**Problem description**
Copy the part of the listing below that opens with the line containing "of the young" and runs through the end of the listing, keeping the requests as they are but multiplying every coordinate in the answers by 2.3 and rounding to whole numbers, with halves rounded up. Return only those lines.

**Data records**

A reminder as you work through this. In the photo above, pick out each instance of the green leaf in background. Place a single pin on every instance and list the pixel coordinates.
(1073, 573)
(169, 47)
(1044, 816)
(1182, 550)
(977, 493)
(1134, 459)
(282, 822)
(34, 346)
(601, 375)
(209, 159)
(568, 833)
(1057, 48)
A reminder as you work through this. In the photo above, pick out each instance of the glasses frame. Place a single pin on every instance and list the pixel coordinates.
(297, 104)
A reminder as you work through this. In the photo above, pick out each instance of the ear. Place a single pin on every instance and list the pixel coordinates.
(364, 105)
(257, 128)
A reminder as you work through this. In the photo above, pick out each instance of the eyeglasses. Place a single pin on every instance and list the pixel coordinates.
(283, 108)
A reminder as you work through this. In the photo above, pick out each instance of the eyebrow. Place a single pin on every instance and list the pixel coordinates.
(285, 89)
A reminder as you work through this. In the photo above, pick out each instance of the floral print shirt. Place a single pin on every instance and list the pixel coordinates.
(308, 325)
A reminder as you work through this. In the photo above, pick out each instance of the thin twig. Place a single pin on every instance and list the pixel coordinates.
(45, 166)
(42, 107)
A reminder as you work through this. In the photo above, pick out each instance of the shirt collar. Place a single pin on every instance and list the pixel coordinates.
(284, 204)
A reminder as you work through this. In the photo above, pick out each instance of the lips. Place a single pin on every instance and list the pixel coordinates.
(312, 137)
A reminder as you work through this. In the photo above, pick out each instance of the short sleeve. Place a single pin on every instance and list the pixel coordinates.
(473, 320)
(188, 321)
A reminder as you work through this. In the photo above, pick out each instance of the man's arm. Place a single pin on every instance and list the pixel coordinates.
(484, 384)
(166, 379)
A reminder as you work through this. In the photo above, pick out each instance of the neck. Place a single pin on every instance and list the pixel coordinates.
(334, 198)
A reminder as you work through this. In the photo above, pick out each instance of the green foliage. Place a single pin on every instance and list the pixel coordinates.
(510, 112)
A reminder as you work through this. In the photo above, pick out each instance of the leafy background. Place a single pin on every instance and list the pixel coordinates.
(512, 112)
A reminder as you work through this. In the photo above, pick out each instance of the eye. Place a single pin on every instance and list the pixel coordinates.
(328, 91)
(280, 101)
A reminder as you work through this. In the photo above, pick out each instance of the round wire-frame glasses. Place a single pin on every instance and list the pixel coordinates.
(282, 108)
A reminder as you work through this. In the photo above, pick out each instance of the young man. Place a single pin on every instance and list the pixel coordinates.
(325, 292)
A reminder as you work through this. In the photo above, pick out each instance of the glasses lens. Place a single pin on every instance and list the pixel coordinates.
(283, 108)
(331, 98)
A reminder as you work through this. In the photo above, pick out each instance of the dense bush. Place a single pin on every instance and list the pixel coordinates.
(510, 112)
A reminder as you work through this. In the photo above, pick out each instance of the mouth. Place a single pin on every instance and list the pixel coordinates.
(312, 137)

**Task solution**
A reminder as you work through this. In the photo above, pick out each instance of the young man. Place a single pin on every instance and list the pixel coordinates.
(748, 672)
A reminder as you work through this. In the photo above, pick out each instance of the glasses lens. Place a single pin on every instance and list the pixel coordinates.
(651, 248)
(761, 225)
A reminder as you work through this. In the photo above, pick out each instance of the dense bush. Place a single pin on every instance and list the pixel coordinates.
(1173, 258)
A reminder as you work through this. In the photo above, pick out each instance of the mouth. Place a single pin on every instance and list the pixel coordinates.
(718, 315)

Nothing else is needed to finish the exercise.